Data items
•••••
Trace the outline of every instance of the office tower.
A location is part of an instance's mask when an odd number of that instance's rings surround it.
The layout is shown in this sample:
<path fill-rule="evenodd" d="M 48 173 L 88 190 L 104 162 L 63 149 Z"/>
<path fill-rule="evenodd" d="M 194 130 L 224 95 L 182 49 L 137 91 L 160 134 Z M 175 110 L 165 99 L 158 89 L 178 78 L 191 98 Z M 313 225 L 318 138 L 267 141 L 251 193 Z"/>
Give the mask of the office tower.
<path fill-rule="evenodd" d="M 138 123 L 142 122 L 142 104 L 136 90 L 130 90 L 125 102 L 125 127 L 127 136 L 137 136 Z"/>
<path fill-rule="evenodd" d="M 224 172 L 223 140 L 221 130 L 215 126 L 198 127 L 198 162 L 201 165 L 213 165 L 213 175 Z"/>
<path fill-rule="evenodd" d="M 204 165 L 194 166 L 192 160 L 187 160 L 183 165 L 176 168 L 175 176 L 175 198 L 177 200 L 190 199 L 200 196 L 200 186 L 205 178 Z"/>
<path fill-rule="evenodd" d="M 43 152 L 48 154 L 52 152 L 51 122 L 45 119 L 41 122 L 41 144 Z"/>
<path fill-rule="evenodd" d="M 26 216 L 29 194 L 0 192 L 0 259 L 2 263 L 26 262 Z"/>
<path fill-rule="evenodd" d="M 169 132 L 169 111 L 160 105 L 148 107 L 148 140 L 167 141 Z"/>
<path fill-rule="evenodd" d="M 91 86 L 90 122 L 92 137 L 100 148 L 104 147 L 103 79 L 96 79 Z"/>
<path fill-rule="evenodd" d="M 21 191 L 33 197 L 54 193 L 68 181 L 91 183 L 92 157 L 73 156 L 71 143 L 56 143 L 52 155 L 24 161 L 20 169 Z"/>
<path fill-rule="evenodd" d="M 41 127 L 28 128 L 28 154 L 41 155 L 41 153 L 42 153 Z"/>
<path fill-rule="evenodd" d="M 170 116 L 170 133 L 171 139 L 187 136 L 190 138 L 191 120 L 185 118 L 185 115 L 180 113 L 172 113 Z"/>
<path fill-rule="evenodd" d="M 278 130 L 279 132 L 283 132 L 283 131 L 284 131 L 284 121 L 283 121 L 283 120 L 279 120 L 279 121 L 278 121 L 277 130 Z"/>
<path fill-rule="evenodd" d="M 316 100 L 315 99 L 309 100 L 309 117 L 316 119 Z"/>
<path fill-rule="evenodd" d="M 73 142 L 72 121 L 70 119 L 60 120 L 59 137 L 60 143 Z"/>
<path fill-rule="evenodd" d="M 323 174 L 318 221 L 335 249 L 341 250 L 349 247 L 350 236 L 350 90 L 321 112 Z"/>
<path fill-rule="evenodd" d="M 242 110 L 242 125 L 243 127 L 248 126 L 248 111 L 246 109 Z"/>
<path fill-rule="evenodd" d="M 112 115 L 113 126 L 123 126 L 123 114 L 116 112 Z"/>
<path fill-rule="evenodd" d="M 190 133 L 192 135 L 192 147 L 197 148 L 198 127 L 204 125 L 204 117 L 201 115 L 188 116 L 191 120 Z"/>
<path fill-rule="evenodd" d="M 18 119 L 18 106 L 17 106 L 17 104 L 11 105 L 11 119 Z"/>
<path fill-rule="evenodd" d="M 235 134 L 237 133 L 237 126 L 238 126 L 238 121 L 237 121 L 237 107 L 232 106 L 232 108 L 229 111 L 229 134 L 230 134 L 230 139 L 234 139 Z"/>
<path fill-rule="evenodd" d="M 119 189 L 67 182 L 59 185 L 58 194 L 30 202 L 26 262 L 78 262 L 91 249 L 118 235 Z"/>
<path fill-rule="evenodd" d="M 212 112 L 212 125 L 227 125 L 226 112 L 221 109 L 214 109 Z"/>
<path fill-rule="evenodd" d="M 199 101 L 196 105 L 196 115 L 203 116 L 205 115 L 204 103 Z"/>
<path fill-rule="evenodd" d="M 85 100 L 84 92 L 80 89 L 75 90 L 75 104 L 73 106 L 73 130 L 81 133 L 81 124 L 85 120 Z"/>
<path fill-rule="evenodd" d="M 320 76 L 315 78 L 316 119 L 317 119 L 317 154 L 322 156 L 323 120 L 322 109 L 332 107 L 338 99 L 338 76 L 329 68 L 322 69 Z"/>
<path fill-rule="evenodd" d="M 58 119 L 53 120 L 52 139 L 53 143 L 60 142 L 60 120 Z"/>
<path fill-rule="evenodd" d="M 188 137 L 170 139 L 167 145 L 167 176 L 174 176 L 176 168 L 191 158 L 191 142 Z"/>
•••••
Stated task: Could you arrange the data items, from the start through the line containing "48 173 L 88", as a numbered list with any blank lines omitted?

Written solution:
1. Trace the outline of every instance of the office tower.
2. A location is part of an instance's mask when an odd number of that instance's rings surround it.
3. The layout is shown in this sample:
4. <path fill-rule="evenodd" d="M 48 173 L 88 190 L 104 162 L 63 149 Z"/>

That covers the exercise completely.